* [Directions]:
1. Using the text on XFEL structure determination, list every property or limitation it attributes to a single XFEL pulse.
2. Decide whether each statement agrees with the text on XFEL structure determination, giving yes or no and the deciding words. (a) The method Pedrini and his colleagues developed further was proposed in 1977 by Zvi Kam. (b) A single XFEL pulse yields enough information to determine the structure. (c) Each investigated particle must scatter on average at least three photons per X-ray pulse.

* [Excerpted text]:
========

Structure revealed by intense X-ray pulses
In an XFEL structure-determination experiment, a stream of nano-particles will intersect the X-ray pulses. Each pulse will be so intense that the illuminated particles will scatter a significant amount of X-ray light into the detector, and it will be of such a short duration that during the illumination, no significant particle rotation will occur. However, the information obtained from a single XFEL pulse will not be sufficient to determine the structure, so the experiment will be repeated many, many times, each time with a different collection of particles with new orientations.
Single-particle structure from many-particle scattering
It is a challenging problem to extract the structure of a single particle from many in-equivalent scattering patterns, in particular when the number of illuminated particles is neither known nor constant. With their work, PSI physicist Bill Pedrini and his colleagues have taken an important step toward the solution of this problem, by further developing a method proposed in 1977 by the Israeli physicist Zvi Kam. In mathematical terms, one computes the cross-correlations of the measured scattering intensities, from which the structural information can be extracted. “In order to produce observable correlations, each investigated particle must scatter on average at least two photons per X-ray pulse. With the extremely intense pulses from an XFEL, this requirement will be met, even for very small particles”, explains Pedrini.

========

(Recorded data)
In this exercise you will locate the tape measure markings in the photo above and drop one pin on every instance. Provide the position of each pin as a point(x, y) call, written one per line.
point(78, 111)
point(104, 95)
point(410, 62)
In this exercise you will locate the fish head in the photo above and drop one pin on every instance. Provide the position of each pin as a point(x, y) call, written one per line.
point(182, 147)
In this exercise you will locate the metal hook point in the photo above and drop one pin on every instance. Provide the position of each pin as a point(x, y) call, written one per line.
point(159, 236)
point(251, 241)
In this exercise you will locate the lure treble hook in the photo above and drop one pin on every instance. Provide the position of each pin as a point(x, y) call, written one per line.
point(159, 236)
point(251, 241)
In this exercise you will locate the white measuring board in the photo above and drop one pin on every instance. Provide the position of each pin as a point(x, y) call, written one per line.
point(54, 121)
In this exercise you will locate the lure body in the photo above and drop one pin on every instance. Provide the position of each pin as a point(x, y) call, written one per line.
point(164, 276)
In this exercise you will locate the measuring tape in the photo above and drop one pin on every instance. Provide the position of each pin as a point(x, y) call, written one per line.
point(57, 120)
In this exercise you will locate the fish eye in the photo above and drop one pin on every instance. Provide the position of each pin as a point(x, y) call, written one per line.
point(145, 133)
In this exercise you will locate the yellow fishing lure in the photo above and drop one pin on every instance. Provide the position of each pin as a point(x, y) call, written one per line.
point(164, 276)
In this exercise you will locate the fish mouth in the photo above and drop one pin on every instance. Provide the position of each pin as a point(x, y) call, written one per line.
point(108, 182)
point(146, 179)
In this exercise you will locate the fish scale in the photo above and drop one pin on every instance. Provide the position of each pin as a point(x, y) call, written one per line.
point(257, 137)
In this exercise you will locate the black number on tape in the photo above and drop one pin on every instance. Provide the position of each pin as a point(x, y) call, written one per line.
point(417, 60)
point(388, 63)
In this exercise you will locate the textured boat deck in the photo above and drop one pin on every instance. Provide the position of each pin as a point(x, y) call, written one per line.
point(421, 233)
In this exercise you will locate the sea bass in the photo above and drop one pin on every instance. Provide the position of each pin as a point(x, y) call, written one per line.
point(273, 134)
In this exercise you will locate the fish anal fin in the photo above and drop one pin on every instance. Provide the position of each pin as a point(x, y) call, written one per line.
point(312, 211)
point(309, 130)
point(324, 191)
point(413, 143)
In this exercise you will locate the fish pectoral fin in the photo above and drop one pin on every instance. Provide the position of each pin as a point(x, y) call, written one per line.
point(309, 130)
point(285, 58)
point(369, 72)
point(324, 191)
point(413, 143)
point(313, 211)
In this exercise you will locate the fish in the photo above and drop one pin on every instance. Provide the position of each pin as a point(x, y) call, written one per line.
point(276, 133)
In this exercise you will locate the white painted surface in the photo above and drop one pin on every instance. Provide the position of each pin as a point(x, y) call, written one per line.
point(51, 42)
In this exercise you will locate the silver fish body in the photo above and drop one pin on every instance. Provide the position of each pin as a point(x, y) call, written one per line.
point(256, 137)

========

* [Solutions by task]:
1.
- It is so intense that the illuminated particles scatter a significant amount of X-ray light into the detector.
- Its duration is so short that no significant particle rotation occurs during the illumination.
- The information it yields is not sufficient to determine the structure.
- It is intense enough that each particle scatters on average at least two photons, even for very small particles.

2.
(a) Yes: "by further developing a method proposed in 1977 by the Israeli physicist Zvi Kam"
(b) No: "the information obtained from a single XFEL pulse will not be sufficient to determine the structure"
(c) No: "each investigated particle must scatter on average at least two photons per X-ray pulse"